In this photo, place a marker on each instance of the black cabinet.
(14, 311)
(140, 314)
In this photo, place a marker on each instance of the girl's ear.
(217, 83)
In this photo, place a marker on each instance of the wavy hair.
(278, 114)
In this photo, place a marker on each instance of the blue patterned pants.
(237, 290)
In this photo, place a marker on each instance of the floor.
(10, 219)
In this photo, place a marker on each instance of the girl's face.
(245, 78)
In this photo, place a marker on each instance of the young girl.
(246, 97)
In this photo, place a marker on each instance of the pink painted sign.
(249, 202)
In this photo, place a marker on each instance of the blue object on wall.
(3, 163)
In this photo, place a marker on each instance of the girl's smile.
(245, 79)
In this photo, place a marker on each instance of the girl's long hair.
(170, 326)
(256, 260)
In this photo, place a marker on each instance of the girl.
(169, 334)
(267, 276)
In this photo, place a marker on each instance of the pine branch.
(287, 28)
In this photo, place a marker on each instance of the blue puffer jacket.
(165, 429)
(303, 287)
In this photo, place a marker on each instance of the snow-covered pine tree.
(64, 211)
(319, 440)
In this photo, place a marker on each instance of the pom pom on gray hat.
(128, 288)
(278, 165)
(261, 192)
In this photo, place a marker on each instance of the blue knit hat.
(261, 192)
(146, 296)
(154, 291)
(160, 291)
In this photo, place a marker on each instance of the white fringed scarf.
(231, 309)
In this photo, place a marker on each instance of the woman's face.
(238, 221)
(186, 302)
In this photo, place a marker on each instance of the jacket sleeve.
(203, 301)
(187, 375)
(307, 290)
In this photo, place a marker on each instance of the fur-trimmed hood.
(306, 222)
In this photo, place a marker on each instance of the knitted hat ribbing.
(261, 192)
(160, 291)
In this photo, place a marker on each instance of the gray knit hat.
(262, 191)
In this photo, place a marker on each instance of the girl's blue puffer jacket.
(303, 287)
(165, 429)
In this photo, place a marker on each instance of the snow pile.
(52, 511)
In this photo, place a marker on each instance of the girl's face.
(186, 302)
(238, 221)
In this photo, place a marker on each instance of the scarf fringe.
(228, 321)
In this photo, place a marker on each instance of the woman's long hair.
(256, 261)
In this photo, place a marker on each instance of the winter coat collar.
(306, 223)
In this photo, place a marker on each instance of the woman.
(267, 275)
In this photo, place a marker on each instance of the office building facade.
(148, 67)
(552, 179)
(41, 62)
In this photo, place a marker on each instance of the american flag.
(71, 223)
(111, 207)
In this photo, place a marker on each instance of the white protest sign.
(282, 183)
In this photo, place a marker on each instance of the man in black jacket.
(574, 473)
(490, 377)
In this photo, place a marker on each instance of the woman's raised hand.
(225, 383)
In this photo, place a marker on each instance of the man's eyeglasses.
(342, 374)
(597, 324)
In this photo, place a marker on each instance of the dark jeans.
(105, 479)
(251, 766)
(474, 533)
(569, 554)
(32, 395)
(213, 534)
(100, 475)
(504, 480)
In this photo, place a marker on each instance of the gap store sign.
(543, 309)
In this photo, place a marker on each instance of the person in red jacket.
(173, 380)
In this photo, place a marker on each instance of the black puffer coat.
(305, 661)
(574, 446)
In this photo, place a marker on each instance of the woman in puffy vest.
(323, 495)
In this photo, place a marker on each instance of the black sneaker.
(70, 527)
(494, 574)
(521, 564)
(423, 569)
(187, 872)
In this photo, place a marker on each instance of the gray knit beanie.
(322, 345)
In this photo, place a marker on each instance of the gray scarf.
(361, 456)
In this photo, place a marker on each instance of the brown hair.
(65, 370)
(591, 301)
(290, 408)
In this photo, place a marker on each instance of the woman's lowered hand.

● What is needed
Each line in the data is to be written out precisely.

● Exercise answer
In this photo, place a marker on each instance of the black cabinet.
(14, 311)
(140, 314)
In this photo, place a marker on each instance of the girl's ear.
(217, 83)
In this photo, place a marker on each instance of the wavy hair.
(278, 114)
In this photo, place a marker on each instance of the blue patterned pants.
(237, 290)
In this photo, place a marker on each instance of the floor.
(10, 219)
In this photo, place a marker on each instance of the girl's face.
(245, 78)
In this photo, place a marker on each instance of the young girl.
(246, 97)
In this photo, place a marker on each instance of the pink painted sign.
(249, 202)
In this photo, place a marker on each instance of the blue object on wall.
(3, 163)
In this photo, place a marker on each instance of the girl's smile.
(245, 79)
In this photo, place a marker on each instance of the girl's long hair.
(170, 326)
(256, 260)
In this photo, place a marker on each instance of the girl.
(169, 334)
(267, 276)
In this photo, place a marker on each instance of the pine branch.
(287, 28)
In this photo, place a marker on each instance of the blue puffer jacket.
(165, 429)
(303, 287)
In this photo, place a marker on each instance of the snow-covered pine tree.
(64, 211)
(319, 440)
In this photo, place a marker on each instance of the pom pom on gray hat.
(128, 288)
(278, 165)
(261, 192)
In this photo, place a marker on each instance of the blue knit hat.
(261, 192)
(146, 296)
(154, 291)
(160, 291)
In this photo, place a marker on each instance of the white fringed scarf.
(231, 309)
In this photo, place a marker on each instance of the woman's face.
(238, 221)
(186, 302)
In this photo, place a marker on each instance of the jacket sleeve.
(203, 301)
(187, 375)
(307, 290)
In this photo, place a marker on each instance of the fur-trimmed hood.
(306, 222)
In this photo, place a marker on each instance of the knitted hat ribbing.
(261, 192)
(160, 291)
In this photo, place a marker on each instance of the gray knit hat.
(262, 191)
In this photo, place a marker on each instance of the girl's blue puffer jacket.
(303, 287)
(165, 429)
In this photo, place a marker on each instance of the snow pile.
(52, 511)
In this photo, place a marker on each instance of the girl's face.
(186, 302)
(238, 221)
In this photo, place a marker on each instance of the scarf fringe.
(228, 321)
In this photo, place a marker on each instance of the woman's long hair.
(256, 261)
In this photo, place a marker on each instance of the winter coat collar.
(306, 223)
In this photo, place a marker on each instance of the woman.
(267, 275)
In this photo, place a marker on each instance of the office building facade.
(148, 67)
(552, 179)
(41, 62)
In this photo, place a marker on each instance of the american flag.
(71, 223)
(111, 207)
In this photo, place a marker on each instance of the white protest sign.
(282, 183)
In this photo, place a marker on each instance of the man in black jacket.
(574, 473)
(490, 377)
In this photo, place a marker on each instance of the woman's raised hand.
(225, 383)
In this photo, place a marker on each instance of the man's eyeglasses.
(342, 374)
(597, 324)
In this photo, place a marker on each instance of the dark jeans.
(105, 479)
(251, 766)
(474, 533)
(569, 554)
(32, 395)
(213, 534)
(100, 475)
(504, 480)
In this photo, place a marker on each instance of the gap store sign.
(543, 309)
In this photo, place a marker on each instance of the person in red jacket.
(173, 380)
In this photo, place a marker on each instance of the black puffer coat.
(305, 661)
(574, 446)
In this photo, place a marker on each instance of the woman in puffy vest.
(323, 495)
In this photo, place a marker on each instance of the black sneaker.
(70, 527)
(494, 574)
(521, 564)
(423, 569)
(187, 872)
In this photo, place a marker on each instance of the gray knit beanie.
(322, 345)
In this photo, place a marker on each instance of the gray scarf.
(361, 456)
In this photo, place a marker on each instance of the brown hair.
(65, 370)
(591, 301)
(290, 408)
In this photo, place a marker on each instance of the woman's lowered hand.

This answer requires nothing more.